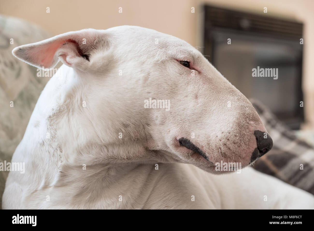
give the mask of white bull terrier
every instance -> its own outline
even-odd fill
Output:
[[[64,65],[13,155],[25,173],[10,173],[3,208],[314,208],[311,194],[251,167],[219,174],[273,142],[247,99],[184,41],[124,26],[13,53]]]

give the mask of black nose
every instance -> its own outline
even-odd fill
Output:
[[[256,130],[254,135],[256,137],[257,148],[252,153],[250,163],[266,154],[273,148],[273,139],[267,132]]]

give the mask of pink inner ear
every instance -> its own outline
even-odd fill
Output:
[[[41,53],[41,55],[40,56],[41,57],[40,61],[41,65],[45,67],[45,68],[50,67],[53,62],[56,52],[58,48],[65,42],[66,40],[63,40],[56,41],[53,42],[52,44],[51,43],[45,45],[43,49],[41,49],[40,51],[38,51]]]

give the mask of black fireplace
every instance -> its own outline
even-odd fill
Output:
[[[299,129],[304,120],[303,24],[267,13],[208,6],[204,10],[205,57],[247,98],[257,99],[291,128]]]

...

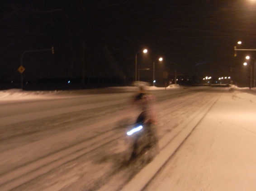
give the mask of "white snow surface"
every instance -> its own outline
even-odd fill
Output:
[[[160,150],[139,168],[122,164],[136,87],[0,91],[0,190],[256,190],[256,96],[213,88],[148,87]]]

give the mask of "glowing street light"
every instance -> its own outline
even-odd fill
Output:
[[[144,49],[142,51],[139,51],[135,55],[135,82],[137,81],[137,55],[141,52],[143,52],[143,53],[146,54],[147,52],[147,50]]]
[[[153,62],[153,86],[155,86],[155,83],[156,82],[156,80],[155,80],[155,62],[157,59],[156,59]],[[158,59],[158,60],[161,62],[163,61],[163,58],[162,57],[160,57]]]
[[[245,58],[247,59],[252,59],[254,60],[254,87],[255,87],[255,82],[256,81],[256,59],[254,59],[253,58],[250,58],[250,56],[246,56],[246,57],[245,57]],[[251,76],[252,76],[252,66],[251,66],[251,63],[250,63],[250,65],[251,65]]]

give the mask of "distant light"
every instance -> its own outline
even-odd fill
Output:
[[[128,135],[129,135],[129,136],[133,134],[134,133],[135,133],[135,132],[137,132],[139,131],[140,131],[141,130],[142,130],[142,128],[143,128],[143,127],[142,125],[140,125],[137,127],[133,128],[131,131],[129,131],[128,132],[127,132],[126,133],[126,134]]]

--

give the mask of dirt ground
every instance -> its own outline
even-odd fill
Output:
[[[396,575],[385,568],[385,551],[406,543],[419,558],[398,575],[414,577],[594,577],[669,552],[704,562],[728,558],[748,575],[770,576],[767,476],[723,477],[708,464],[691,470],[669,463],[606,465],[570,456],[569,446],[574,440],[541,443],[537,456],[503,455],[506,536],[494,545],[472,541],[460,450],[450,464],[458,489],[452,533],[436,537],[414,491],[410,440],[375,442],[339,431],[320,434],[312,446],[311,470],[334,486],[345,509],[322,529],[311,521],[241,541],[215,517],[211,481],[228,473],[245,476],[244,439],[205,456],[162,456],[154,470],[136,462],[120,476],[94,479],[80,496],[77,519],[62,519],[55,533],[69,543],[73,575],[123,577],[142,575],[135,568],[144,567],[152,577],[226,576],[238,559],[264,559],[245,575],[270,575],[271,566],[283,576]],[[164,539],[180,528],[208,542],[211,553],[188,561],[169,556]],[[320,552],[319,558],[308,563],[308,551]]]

[WHAT TO DO]:
Find every line in the rows above that contains the word "mask" and copy each of those lines.

[RESULT]:
give the mask of white bull terrier
give the mask of black nose
give the mask of pink inner ear
give the mask of black fireplace
give the mask of "white snow surface"
give the mask of "glowing street light"
give the mask of "distant light"
give the mask of dirt ground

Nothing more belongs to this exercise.